Material fornecido
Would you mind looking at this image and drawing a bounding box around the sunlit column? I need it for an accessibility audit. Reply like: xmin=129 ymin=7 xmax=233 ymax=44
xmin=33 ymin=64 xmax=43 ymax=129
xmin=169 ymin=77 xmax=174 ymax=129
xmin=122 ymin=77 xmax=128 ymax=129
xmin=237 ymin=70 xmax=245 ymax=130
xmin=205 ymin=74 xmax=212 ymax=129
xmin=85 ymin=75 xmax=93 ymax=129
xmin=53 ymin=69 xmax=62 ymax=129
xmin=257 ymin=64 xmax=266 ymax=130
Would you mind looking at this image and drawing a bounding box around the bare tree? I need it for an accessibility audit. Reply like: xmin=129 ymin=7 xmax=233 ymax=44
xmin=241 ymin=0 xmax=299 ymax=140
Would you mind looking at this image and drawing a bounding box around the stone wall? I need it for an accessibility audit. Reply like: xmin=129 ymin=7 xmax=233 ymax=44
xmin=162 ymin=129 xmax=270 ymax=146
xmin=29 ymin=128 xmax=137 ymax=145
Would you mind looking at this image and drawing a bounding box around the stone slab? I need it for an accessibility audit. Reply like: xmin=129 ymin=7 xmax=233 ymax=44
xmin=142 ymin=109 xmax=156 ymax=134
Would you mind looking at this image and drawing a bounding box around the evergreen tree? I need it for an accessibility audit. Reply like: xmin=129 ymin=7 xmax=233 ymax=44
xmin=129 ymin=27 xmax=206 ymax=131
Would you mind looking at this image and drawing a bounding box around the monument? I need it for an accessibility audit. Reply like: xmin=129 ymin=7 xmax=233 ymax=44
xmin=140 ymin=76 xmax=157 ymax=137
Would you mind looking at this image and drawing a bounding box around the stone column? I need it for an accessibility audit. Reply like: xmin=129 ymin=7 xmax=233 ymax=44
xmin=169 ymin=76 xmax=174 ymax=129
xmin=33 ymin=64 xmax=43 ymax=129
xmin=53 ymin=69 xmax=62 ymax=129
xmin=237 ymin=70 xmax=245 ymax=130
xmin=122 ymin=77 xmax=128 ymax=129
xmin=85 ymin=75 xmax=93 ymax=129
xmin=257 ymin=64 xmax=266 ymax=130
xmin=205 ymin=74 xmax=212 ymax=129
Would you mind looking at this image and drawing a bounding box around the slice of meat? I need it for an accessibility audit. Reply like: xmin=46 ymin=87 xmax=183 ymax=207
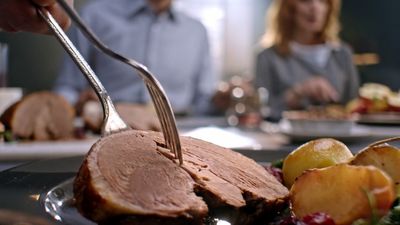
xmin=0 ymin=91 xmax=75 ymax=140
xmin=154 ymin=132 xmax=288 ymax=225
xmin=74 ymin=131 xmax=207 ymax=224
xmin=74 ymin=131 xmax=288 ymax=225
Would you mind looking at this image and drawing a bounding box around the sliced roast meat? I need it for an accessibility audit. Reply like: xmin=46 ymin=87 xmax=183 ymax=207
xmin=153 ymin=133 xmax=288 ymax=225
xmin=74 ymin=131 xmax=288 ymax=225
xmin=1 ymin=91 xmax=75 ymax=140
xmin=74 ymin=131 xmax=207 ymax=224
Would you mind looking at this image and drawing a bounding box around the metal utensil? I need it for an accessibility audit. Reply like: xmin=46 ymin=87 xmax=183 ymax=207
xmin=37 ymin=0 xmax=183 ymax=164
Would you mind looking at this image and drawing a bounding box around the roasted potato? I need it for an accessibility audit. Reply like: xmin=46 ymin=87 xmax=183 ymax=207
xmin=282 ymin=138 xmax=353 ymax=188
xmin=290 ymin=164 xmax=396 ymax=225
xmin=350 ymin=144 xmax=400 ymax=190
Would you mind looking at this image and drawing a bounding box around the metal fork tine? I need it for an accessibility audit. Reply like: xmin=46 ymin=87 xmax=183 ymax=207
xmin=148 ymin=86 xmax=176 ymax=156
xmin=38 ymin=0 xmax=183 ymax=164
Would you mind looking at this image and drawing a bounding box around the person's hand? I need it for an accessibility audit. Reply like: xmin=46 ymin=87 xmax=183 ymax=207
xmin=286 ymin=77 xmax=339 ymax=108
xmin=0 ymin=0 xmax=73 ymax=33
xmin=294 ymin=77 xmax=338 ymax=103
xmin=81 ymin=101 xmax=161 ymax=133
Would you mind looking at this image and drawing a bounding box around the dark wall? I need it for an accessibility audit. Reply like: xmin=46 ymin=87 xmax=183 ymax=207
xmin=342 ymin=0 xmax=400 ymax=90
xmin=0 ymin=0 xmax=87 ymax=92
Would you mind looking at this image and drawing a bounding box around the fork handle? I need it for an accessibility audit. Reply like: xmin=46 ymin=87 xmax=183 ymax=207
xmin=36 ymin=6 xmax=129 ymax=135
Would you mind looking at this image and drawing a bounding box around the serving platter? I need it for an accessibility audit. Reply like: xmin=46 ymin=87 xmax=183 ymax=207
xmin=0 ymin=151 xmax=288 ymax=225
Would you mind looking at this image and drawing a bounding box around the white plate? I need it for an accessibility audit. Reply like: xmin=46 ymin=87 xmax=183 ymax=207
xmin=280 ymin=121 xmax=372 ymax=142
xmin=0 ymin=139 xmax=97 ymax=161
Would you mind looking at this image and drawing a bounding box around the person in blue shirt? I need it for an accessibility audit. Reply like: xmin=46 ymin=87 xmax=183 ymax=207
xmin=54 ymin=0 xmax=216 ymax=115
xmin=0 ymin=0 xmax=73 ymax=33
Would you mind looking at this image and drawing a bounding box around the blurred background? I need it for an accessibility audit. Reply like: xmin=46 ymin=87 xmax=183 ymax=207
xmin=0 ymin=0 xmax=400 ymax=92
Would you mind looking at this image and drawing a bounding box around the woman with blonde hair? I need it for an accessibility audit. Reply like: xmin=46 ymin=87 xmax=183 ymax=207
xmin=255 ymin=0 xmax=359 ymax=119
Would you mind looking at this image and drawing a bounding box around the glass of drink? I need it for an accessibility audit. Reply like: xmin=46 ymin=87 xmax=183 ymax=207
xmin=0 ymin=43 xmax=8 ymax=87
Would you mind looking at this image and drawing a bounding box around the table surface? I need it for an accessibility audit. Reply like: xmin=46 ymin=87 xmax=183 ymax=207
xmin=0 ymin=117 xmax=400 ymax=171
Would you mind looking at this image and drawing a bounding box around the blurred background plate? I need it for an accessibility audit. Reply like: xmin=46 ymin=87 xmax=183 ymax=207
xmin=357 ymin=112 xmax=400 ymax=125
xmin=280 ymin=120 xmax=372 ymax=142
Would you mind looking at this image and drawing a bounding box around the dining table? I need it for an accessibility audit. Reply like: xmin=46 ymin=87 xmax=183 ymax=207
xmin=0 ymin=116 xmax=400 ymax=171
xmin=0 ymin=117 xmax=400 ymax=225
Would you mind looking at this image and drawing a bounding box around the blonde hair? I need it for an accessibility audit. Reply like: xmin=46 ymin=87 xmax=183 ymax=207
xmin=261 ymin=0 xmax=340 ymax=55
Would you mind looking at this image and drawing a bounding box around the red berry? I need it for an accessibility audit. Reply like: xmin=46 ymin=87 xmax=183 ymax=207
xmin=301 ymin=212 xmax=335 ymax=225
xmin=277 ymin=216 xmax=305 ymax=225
...
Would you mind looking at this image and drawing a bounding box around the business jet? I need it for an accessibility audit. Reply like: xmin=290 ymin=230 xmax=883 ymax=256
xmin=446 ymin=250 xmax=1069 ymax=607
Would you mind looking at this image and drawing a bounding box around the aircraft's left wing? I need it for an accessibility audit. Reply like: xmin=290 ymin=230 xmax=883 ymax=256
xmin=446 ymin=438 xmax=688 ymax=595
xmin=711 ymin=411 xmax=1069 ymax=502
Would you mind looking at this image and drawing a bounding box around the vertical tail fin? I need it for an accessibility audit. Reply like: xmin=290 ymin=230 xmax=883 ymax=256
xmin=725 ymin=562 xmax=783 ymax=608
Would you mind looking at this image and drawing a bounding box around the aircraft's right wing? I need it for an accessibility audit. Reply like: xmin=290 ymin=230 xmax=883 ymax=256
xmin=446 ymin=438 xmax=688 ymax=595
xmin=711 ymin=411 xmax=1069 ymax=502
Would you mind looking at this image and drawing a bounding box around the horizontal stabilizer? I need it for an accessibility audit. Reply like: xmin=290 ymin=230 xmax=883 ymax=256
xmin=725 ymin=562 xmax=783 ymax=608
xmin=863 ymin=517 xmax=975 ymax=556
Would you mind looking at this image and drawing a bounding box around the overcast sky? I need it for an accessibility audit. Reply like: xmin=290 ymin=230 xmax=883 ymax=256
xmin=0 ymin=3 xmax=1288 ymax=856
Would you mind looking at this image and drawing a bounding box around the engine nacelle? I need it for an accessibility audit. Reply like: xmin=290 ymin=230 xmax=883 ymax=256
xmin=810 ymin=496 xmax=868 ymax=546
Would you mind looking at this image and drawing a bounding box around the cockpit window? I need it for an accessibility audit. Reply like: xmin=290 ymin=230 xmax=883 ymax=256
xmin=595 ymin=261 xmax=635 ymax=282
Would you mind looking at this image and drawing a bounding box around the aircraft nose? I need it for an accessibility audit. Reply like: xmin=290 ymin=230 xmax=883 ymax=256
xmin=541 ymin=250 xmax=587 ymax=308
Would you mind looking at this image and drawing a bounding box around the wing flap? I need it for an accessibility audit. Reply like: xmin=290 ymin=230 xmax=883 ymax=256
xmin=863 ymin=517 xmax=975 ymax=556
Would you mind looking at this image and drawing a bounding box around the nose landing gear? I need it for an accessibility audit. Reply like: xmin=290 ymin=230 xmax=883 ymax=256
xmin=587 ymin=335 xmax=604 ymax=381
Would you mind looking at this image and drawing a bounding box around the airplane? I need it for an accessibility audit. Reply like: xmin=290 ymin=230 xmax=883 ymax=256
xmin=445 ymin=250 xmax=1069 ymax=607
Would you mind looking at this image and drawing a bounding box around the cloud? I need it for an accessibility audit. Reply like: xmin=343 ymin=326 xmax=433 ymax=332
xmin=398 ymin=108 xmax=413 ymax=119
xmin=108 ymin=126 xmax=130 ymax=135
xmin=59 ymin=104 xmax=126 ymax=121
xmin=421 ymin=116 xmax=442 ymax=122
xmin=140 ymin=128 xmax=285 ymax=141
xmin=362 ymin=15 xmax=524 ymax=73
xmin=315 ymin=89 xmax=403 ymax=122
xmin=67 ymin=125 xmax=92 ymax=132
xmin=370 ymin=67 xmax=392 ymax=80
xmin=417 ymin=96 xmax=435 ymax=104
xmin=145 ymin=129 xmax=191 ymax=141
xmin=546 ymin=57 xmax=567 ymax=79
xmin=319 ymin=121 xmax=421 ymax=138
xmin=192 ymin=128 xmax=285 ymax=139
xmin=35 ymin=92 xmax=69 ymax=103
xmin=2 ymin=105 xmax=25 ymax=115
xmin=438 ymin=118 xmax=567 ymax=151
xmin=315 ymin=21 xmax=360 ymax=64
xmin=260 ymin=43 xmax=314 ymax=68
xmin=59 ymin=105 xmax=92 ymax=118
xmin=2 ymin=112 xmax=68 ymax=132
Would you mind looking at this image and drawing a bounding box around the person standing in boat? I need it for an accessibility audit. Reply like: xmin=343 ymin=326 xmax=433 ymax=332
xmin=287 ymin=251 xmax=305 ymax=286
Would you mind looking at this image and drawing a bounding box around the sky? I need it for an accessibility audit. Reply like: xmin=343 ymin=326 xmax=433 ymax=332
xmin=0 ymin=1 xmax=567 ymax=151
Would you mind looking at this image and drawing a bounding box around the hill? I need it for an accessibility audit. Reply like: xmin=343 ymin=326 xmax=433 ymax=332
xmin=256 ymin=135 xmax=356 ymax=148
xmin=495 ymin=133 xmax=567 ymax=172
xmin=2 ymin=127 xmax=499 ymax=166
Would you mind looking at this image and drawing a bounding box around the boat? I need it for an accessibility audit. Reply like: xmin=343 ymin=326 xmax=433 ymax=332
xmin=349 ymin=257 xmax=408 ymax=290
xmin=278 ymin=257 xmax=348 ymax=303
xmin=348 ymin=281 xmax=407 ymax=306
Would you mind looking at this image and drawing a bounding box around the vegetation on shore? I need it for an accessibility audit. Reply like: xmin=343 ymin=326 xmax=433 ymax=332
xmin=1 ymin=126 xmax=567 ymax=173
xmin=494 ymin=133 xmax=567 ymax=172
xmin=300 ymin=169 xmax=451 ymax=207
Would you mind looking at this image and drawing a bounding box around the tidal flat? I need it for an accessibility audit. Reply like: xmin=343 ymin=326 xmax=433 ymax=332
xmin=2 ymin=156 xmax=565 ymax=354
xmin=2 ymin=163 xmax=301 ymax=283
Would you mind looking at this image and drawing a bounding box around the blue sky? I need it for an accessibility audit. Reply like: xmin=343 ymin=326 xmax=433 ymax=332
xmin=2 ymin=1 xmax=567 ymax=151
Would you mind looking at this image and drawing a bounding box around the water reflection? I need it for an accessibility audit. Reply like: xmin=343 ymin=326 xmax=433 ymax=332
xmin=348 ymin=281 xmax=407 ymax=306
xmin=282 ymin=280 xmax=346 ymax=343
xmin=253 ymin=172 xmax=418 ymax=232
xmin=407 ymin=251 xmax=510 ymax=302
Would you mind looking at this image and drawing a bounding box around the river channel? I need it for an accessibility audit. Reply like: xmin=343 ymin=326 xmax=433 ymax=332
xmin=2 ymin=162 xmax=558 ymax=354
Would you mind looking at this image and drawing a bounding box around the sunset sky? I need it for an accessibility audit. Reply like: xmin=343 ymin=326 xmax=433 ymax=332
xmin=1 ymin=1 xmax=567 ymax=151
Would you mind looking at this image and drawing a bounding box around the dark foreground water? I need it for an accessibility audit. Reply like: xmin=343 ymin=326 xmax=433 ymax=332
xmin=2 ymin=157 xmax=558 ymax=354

Objetivo da tarefa
Reescreva palavra por palavra as linhas do material que vão da linha com "around the glass" até a linha com "xmin=0 ymin=117 xmax=400 ymax=171", incluindo as duas.

Resposta ao problema
Would you mind looking at this image and drawing a bounding box around the glass of drink? I need it for an accessibility audit. Reply like: xmin=46 ymin=87 xmax=183 ymax=207
xmin=0 ymin=43 xmax=8 ymax=87
Would you mind looking at this image and drawing a bounding box around the table surface? I need it for an accessibility audit. Reply like: xmin=46 ymin=87 xmax=183 ymax=207
xmin=0 ymin=117 xmax=400 ymax=171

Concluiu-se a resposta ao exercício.